> What you need to do
Repeat the records below exactly, beginning at the first line and finishing with the line that contains "Tag each instance of the man in".

*** Data excerpts Section Begins ***

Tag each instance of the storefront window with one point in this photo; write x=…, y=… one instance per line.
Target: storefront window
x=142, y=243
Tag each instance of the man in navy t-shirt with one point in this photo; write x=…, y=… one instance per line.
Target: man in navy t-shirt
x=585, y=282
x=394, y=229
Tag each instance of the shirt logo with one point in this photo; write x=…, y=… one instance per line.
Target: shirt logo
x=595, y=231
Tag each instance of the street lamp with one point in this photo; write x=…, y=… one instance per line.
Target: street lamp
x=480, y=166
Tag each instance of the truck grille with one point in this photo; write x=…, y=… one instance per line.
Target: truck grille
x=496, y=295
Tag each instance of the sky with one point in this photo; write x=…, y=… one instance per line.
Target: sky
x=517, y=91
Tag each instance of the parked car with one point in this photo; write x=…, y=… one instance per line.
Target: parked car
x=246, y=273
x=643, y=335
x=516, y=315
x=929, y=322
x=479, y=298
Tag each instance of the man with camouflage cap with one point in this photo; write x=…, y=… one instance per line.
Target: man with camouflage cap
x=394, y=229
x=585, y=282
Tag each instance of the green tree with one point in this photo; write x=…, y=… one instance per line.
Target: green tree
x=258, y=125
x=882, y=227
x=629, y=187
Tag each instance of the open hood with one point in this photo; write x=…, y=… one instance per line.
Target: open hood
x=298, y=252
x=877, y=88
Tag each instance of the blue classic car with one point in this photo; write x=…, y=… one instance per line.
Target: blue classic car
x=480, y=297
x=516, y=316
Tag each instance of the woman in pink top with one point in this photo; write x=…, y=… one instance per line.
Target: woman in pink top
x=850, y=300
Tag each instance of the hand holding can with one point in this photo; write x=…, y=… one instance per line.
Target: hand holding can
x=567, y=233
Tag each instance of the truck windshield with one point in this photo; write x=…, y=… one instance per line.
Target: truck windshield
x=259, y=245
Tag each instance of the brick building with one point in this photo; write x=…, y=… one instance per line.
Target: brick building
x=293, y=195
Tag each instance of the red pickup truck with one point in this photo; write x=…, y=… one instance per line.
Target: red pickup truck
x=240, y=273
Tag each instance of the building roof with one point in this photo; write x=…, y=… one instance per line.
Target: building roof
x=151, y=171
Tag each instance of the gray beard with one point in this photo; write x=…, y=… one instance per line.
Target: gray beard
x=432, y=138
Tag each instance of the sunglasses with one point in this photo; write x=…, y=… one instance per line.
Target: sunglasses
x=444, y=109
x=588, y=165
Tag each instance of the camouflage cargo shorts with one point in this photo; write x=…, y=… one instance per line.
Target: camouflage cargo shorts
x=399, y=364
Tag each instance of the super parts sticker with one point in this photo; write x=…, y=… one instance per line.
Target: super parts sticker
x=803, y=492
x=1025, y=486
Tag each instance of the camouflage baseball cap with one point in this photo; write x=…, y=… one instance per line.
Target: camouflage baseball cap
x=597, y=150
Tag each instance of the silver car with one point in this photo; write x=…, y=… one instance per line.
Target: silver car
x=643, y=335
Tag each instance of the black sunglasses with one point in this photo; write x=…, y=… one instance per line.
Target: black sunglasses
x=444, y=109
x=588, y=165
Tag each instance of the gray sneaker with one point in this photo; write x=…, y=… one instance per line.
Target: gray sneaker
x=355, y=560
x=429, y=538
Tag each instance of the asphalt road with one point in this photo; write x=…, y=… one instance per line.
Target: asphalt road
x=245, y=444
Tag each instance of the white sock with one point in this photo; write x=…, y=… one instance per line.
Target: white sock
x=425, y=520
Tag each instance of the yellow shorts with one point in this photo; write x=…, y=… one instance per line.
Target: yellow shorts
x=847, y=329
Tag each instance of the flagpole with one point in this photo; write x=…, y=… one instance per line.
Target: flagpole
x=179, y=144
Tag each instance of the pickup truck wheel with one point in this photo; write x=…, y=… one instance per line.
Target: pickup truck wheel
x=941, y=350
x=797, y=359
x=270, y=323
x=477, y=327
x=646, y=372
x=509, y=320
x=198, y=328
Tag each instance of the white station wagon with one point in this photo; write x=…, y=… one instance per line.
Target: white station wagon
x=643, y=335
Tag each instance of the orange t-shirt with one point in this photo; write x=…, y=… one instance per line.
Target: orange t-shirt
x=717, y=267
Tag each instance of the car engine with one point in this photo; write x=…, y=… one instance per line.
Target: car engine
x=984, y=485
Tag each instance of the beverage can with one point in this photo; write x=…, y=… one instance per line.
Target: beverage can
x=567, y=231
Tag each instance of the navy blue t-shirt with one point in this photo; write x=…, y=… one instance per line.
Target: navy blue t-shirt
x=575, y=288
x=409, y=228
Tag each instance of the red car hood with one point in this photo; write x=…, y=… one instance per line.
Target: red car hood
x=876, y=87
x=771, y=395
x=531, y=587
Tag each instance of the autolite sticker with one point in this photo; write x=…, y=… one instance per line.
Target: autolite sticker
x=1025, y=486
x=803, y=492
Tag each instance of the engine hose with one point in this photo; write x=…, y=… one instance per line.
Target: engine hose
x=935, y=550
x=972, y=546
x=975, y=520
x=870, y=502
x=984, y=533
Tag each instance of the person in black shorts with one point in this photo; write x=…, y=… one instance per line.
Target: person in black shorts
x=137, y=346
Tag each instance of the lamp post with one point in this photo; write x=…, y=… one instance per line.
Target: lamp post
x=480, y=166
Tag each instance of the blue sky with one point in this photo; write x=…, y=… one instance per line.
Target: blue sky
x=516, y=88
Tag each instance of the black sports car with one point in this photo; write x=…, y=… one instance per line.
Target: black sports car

*** Data excerpts Section Ends ***

> Exercise result
Tag each instance of the storefront window with one point in this photo; write x=…, y=… one instance per line.
Target: storefront window
x=142, y=243
Tag each instance of the man in navy t-shirt with one point in this photo; write x=…, y=… one instance per line.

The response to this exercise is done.